01. Bertrand Belin – L’ajournement (Henri Rouillier)
Extrait de “Cap Waller” – 2015 – Chanson française
Il y a dans cette chanson tout ce que j’aime chez Bertrand Belin. Une espèce de froide discrétion vis-à-vis des histoires qu’il raconte et qui vous oblige à tendre l’oreille pour démêler le vrai du faux. Ce que le texte dit vraiment et ce que vous croyez entendre. “Aucun lion de cirque ou lion de zoo, ne viendra lui nettoyer les os”. Cette chanson, c’est la fin de l’amour, la dissolution immédiate du couple dans le présent qui ronge déjà. Avec cet album, et comme à chaque fois, Bertrand Belin se rappelle à moi en imprimant cet étrange sentiment, cette si chère sensation qui dit qu’il fait parfois bon être triste. Ou en tout cas moins heureux, pour prendre le temps du recul et de la réflexion.
02. Jean-Louis Murat – Long John (Alexandre Mathis)
Extrait de “Babel” – 2014 – Chanson rock
L’appel du large de cette merveille de Jean-Louis Murat n’est pas qu’une bouffée d’air frais. Elle est, pour moi, la lumière grise-bleue vacillante de l’avenir. Parce que comment identifier dans son esprit ce qui n’existe pas encore – l’avenir donc ? Eh bien à travers ce souffle de navigateur, grâce à cette voix profonde et pourtant claire. L’Odyssée de Murat était depuis des mois ma boussole. Elle le restera dans ce qui s’annonce comme un tournant majeur de ma vie. “Je veux voir la mer, retrouver les saisons […] Quittons cet exil que me font les chansons.” Ok, mais je l’écoute une dernière fois. Histoire de retrouver l’étoile du Nord.
03. Ought – The Combo (Benjamin Fogel)
Extrait de Sun Coming Down – 2015 – Post punk vs indie rock
Ought ne se précipite pas. Le groupe canadien prend son temps pour développer un son personnel, toujours à la croisée du post punk et de l’indie rock, tout en restant très respectueux de ses ainés. Les mélodies, qui apparaissent au débotté, comme par hasard, font toujours mouche. Il y a de la violence et de la retenue, et c’est un album qui donne envie d’être à la fois fort et faible, un album parfait pour notre époque en somme.
04. Youth Lagoon – Highway Patrol Stun Gun (Marc Mineur)
Extrait de “Savage Hills Ballroom” – 2015 – Indie dépressif
C’est toujours un sentiment spécial de voir un artiste s’épanouir devant nous, presque en direct. Le premier album de Trevor Powers, seule personne aux commandes à l’époque de Youth Lagoon, on sentait le talent mais aussi une timidité qui transparaissait à travers ces délicats morceaux à hauteur d’adolescent. A l’instar de son contemporain Mike Hadreas (Perfume Genius), il a su sortir de sa plaisante chrysalide pour prendre son envol. On constate donc avec plaisir sur Savage Hills Ballroom qu’il n’a pas perdu en délicatesse ce qu’il a gagné en force accrocheuse. De la pop indépendante et légèrement dépressive comme on l’aime tous, non ?

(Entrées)
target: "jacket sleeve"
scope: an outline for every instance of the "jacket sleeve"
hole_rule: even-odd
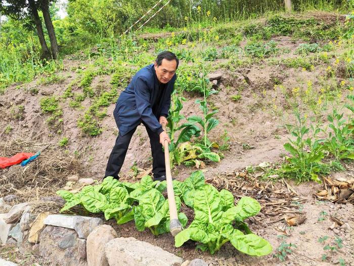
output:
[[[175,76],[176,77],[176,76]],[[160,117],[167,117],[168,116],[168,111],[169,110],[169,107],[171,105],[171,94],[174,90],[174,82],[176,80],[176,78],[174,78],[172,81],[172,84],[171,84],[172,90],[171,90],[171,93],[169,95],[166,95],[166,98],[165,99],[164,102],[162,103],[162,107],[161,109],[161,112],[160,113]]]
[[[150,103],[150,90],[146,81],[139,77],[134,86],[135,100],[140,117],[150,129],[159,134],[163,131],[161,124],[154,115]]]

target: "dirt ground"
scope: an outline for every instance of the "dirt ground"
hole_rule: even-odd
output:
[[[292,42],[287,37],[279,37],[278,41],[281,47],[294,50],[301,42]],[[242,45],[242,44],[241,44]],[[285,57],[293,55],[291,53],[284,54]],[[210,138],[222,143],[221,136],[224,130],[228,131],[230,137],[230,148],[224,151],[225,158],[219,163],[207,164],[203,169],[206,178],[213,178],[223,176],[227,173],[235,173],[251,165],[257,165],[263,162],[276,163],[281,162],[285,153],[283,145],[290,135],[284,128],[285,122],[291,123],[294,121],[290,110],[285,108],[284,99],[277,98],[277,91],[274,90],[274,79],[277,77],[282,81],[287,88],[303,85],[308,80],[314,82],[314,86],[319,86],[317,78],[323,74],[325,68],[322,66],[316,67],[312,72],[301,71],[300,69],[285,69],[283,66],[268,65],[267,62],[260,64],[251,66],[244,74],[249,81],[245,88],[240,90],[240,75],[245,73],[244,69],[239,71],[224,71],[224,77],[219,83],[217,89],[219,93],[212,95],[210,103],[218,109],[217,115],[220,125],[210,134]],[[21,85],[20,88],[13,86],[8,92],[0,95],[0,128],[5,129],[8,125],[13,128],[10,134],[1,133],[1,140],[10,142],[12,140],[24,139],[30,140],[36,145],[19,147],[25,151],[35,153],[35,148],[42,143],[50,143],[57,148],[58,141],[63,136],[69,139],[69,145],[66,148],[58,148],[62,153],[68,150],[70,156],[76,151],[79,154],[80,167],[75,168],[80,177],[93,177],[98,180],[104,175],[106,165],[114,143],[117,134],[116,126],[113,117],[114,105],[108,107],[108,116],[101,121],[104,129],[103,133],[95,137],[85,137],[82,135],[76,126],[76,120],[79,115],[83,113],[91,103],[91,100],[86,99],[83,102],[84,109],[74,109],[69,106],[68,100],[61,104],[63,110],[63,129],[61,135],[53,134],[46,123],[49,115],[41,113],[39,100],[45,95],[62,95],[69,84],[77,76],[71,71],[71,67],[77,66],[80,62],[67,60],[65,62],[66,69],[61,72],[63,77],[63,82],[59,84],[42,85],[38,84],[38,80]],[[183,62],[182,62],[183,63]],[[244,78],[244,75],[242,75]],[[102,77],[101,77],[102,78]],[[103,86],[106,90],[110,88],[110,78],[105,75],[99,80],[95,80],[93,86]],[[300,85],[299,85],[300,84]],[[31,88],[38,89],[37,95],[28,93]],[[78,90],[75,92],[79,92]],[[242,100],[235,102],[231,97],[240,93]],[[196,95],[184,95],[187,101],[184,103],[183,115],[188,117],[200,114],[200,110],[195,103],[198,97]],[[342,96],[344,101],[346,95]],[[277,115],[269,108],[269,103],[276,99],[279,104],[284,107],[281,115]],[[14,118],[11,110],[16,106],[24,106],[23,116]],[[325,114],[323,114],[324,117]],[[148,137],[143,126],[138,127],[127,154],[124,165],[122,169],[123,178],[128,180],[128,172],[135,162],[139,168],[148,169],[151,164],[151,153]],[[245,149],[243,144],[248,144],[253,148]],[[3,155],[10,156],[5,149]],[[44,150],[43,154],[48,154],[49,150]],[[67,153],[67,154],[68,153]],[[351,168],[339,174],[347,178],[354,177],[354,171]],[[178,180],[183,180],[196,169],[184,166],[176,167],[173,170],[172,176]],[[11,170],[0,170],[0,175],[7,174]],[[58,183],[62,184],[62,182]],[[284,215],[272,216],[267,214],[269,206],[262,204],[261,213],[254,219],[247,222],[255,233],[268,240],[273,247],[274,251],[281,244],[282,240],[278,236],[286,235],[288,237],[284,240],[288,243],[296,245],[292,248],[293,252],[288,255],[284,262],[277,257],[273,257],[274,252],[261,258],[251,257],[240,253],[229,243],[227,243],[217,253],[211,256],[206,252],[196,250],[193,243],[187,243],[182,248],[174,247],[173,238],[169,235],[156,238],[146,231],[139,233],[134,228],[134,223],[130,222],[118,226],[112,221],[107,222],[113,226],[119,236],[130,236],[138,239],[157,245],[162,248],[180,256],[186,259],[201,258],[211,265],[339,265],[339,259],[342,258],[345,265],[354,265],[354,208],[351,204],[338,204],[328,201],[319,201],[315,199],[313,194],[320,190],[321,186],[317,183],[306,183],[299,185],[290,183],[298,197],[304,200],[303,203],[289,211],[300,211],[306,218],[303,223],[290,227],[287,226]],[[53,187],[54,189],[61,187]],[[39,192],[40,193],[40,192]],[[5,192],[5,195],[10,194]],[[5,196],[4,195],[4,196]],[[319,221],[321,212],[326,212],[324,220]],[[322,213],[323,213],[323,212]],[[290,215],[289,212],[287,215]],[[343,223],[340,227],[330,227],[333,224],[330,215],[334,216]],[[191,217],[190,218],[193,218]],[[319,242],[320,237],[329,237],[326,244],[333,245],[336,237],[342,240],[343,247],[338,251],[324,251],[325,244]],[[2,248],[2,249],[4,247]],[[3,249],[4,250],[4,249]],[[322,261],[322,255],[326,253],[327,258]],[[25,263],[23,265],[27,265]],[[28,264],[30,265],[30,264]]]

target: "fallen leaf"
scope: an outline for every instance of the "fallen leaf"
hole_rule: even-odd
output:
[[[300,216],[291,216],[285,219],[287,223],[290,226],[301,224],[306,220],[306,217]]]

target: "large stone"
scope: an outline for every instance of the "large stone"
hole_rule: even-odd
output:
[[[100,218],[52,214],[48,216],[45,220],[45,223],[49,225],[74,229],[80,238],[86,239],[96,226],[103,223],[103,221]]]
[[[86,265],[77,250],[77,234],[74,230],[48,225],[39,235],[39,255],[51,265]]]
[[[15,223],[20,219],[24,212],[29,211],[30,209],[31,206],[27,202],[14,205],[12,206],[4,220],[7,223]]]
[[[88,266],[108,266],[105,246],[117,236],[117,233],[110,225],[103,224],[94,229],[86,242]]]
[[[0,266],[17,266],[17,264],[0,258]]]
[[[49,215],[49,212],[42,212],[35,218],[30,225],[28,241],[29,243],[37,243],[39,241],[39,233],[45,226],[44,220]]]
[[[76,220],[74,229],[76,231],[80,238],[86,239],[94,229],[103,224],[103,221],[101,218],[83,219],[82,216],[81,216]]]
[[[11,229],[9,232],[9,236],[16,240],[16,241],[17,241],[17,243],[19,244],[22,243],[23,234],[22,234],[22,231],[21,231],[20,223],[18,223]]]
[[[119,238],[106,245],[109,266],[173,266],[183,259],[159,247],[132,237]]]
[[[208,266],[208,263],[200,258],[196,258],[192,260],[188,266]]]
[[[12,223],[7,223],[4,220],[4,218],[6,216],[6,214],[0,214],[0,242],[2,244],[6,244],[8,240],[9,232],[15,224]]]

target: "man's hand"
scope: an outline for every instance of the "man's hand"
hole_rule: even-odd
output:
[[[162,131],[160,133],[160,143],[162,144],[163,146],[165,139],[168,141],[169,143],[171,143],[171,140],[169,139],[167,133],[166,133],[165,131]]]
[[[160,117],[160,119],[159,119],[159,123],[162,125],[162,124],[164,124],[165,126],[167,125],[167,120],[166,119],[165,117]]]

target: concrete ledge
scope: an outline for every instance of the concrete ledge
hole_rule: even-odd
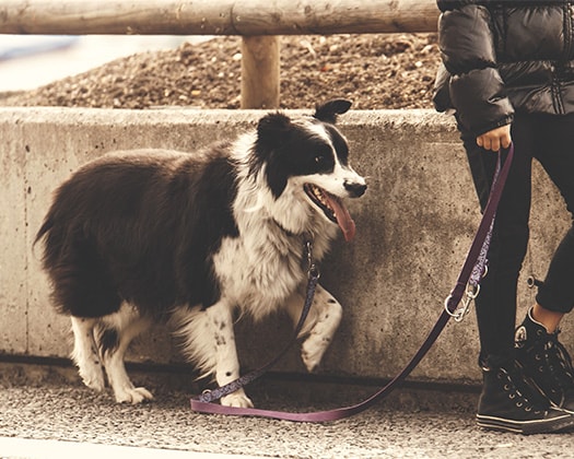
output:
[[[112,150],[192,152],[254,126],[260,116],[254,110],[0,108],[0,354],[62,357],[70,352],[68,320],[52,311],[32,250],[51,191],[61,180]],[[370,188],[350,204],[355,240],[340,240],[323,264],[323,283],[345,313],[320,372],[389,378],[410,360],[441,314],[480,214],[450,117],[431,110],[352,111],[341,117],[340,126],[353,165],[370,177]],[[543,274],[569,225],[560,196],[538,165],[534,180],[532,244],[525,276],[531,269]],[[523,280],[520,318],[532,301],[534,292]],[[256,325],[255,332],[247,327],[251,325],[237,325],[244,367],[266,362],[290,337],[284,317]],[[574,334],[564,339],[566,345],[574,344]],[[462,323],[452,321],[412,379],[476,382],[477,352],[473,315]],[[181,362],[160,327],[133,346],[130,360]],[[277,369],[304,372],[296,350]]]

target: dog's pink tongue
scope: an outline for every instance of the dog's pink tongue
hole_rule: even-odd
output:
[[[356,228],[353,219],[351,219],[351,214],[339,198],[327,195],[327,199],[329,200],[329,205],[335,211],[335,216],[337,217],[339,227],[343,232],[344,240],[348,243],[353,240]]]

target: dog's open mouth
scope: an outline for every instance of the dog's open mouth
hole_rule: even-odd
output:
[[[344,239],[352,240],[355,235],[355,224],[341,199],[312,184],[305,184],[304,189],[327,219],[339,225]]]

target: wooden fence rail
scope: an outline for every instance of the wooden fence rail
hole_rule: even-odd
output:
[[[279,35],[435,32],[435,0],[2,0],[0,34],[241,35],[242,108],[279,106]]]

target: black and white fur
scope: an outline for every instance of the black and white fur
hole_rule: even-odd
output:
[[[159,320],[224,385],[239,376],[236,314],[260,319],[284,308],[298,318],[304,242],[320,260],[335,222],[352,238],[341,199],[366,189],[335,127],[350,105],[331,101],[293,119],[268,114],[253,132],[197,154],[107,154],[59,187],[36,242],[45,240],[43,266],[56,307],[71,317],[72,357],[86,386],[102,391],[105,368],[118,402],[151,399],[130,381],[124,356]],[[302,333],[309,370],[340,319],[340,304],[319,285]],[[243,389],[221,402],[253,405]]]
---
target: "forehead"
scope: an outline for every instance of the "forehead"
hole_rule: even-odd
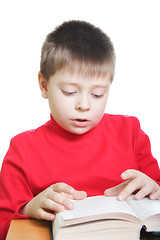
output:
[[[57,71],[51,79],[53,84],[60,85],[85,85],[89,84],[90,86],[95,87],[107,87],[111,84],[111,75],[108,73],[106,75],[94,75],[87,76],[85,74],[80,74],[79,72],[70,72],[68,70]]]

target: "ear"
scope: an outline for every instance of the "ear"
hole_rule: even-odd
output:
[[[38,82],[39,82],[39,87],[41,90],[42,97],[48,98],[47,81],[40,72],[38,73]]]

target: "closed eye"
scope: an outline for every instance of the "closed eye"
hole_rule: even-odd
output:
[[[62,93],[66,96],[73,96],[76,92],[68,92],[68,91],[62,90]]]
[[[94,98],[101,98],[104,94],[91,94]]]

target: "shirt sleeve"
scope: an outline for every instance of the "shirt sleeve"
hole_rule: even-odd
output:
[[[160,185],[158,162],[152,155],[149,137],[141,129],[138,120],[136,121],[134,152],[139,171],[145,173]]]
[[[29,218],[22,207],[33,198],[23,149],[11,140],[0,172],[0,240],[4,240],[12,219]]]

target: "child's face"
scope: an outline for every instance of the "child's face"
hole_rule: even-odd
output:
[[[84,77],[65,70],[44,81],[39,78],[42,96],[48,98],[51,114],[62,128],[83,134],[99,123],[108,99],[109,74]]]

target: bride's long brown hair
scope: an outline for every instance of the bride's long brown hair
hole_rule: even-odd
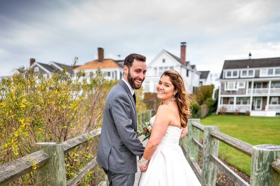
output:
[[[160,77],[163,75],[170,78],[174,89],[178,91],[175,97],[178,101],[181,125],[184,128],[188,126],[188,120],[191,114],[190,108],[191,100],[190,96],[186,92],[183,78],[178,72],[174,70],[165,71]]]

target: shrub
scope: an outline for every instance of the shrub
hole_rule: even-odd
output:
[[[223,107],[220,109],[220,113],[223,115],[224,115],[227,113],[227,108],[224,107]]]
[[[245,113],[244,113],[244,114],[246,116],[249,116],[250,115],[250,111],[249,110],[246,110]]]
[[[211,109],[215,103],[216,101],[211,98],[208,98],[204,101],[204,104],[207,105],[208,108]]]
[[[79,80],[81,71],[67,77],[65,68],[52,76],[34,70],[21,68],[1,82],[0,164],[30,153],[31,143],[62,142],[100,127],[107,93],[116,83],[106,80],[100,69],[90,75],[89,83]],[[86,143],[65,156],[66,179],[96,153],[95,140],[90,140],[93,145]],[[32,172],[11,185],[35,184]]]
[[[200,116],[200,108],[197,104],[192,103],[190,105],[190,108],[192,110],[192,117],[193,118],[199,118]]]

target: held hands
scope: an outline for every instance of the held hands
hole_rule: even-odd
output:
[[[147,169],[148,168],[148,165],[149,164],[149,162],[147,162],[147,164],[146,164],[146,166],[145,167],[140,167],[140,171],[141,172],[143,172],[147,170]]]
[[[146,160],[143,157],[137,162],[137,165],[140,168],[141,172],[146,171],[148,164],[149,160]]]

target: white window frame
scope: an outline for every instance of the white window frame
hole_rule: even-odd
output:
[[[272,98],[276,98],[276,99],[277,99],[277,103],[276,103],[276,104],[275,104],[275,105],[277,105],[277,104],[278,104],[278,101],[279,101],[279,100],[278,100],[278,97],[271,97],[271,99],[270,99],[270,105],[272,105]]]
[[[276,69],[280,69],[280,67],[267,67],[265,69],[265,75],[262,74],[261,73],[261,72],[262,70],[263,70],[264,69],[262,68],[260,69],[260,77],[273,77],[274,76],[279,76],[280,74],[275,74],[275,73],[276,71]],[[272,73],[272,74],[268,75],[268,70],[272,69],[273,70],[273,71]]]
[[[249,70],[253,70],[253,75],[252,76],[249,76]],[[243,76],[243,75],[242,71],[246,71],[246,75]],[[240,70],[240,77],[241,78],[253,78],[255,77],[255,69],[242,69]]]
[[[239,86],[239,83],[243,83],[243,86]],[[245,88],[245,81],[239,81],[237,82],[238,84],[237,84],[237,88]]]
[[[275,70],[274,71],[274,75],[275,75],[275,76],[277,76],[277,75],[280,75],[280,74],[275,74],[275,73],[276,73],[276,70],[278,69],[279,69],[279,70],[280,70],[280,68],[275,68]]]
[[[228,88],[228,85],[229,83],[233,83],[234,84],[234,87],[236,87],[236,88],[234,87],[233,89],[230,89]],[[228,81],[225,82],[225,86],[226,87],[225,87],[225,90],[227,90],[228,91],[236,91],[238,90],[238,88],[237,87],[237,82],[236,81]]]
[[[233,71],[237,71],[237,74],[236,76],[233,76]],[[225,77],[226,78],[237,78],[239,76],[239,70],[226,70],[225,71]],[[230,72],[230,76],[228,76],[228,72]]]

» **Consignes**
a - Traduisez en anglais la phrase « L’Odyssée de Murat était depuis des mois ma boussole. », tirée de l'extrait choisi.
b - Prélevez tel quel dans l'extrait choisi le passage qui commence par « Extrait de Sun » et se poursuit jusqu'à « Gun (Marc Mineur) ».
Ces entrées proviennent d'une source distincte.

» **Réponses dans l'ordre**
a - For months, Murat's Odyssey had been my compass.

b -
Extrait de Sun Coming Down – 2015 – Post punk vs indie rock
Ought ne se précipite pas. Le groupe canadien prend son temps pour développer un son personnel, toujours à la croisée du post punk et de l’indie rock, tout en restant très respectueux de ses ainés. Les mélodies, qui apparaissent au débotté, comme par hasard, font toujours mouche. Il y a de la violence et de la retenue, et c’est un album qui donne envie d’être à la fois fort et faible, un album parfait pour notre époque en somme.
04. Youth Lagoon – Highway Patrol Stun Gun (Marc Mineur)